■ **PROMPT**: Copy out each of the following rows word for word, keeping every character and line break as it is.
***
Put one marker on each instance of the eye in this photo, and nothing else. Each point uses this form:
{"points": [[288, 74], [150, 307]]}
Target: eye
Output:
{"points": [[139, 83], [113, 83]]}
***
■ **EXERCISE SOLUTION**:
Put one marker on each instance of the eye in this photo, and nothing else. Each point uses this form:
{"points": [[288, 74], [150, 307]]}
Target: eye
Output:
{"points": [[139, 83], [113, 83]]}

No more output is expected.